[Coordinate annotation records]
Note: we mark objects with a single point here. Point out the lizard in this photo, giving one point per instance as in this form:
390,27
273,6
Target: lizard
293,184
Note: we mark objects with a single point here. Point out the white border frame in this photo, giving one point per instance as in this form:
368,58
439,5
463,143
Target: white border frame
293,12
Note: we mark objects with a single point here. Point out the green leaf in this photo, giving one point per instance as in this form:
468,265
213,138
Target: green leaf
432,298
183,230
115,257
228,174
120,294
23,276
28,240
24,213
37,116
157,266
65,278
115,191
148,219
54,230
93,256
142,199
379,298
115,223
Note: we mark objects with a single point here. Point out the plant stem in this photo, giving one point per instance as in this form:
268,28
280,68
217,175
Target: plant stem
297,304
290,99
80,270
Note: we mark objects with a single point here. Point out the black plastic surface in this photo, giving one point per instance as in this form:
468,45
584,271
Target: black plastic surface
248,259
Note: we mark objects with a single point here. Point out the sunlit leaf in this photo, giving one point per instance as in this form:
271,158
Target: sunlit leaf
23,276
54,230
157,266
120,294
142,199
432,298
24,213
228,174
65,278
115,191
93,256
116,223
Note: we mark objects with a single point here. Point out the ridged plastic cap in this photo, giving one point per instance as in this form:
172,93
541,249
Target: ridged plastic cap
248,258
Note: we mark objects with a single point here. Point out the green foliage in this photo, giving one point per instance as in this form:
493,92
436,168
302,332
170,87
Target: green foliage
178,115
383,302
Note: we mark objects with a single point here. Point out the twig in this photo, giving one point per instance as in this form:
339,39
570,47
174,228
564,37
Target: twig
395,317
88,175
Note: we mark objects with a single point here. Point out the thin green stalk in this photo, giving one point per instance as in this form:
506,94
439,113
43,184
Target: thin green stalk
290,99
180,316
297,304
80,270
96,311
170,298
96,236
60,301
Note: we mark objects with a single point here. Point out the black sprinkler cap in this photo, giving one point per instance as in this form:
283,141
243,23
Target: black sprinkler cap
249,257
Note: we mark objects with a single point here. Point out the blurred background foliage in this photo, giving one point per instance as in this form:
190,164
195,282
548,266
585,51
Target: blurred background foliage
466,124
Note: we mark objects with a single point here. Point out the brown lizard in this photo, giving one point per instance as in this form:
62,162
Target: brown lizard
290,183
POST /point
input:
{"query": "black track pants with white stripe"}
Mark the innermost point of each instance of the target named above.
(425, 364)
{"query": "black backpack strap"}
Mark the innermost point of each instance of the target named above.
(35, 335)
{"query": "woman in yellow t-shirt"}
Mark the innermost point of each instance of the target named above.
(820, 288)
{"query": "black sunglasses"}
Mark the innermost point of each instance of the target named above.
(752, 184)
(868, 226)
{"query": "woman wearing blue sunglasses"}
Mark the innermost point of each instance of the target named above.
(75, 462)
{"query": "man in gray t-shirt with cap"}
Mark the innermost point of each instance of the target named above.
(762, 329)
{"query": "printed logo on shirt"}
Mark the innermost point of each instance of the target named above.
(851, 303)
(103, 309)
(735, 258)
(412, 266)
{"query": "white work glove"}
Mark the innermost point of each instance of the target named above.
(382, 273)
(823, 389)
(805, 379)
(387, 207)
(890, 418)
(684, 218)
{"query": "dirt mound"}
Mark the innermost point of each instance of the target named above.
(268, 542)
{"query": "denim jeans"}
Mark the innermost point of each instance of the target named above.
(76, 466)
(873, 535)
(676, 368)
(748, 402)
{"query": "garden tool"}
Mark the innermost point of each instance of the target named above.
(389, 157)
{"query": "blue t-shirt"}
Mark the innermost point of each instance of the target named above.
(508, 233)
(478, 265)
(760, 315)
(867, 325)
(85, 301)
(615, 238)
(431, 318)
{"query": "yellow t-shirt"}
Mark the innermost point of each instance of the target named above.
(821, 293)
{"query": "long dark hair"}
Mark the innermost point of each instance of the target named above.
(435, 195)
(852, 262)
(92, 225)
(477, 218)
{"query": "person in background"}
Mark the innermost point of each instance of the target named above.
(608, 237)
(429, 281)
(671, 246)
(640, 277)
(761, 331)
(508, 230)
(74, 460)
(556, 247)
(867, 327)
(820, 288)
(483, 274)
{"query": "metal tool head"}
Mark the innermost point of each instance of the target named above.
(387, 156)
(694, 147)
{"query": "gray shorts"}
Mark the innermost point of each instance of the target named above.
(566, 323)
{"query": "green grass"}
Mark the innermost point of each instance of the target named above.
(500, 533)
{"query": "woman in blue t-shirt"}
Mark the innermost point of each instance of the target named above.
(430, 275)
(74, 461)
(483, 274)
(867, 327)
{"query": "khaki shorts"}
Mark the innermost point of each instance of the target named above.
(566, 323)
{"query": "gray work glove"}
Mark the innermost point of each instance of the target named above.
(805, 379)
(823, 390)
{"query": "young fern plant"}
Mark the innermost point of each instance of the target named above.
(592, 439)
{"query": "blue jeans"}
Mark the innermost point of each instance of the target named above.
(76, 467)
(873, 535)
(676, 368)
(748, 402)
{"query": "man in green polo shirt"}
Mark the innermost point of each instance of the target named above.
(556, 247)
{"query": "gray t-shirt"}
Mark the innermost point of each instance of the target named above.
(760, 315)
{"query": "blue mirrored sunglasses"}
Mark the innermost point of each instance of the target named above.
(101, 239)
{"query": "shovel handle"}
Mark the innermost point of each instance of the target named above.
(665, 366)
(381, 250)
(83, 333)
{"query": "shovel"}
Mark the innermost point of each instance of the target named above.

==

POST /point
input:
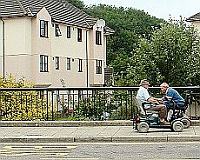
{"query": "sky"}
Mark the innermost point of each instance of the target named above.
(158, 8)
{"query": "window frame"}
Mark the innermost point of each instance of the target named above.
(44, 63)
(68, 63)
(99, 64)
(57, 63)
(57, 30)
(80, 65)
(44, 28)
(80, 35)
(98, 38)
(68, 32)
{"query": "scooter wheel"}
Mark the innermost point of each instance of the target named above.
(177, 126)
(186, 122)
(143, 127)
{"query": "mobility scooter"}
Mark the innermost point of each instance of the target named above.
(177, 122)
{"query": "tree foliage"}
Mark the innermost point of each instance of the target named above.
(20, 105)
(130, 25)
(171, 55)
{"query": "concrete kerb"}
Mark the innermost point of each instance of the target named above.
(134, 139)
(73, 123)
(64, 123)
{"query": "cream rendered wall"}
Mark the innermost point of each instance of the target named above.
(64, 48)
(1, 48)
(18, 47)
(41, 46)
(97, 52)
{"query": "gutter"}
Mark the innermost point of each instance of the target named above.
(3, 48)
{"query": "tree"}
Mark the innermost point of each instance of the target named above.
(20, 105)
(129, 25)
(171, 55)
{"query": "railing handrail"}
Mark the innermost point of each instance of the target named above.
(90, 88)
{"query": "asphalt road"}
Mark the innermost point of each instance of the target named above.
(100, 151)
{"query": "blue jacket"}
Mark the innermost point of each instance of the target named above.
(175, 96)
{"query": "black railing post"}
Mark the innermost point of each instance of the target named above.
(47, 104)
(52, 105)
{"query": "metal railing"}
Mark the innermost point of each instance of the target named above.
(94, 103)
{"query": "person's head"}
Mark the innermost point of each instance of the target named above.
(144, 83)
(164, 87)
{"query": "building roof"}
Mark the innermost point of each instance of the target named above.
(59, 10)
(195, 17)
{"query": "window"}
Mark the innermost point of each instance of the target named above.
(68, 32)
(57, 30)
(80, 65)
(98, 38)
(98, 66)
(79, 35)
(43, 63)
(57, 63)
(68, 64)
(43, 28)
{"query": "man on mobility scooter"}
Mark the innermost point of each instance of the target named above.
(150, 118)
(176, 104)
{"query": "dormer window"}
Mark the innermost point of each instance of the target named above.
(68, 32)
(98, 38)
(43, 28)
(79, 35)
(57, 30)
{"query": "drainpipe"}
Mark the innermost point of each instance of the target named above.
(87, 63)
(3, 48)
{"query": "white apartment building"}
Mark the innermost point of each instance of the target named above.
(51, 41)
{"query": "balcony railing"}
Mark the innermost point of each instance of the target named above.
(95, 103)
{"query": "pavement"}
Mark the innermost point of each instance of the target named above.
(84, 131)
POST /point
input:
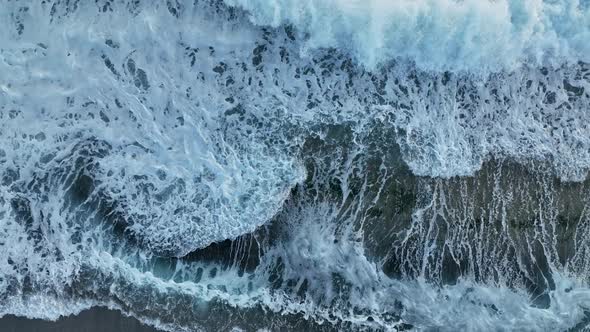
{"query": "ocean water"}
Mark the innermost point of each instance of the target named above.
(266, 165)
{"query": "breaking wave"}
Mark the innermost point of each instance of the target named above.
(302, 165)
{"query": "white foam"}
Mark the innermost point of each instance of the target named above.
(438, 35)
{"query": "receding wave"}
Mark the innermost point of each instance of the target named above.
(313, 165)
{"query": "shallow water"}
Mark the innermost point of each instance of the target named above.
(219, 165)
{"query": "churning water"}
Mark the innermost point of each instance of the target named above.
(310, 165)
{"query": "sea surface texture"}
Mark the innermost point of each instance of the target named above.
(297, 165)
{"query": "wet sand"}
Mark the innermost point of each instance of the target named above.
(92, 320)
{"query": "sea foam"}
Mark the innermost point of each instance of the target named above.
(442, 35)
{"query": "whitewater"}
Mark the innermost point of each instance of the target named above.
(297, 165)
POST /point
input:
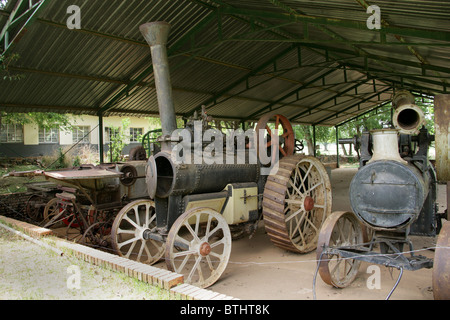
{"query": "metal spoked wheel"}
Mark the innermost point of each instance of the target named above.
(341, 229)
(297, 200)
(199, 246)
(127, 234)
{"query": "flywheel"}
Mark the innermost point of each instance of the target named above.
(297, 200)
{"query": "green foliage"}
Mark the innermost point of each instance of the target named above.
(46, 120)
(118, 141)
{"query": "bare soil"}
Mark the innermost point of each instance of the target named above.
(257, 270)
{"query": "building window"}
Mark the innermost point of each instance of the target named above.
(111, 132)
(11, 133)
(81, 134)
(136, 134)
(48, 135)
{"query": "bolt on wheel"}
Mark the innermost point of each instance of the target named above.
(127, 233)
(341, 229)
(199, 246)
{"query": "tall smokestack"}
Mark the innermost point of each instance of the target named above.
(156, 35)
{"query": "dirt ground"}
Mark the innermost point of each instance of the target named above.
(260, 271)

[What is being asked]
Report every line in the rows above that contains the word "glove", copying each such line in full.

[Solution to this problem]
{"query": "white work glove"}
{"query": "gray work glove"}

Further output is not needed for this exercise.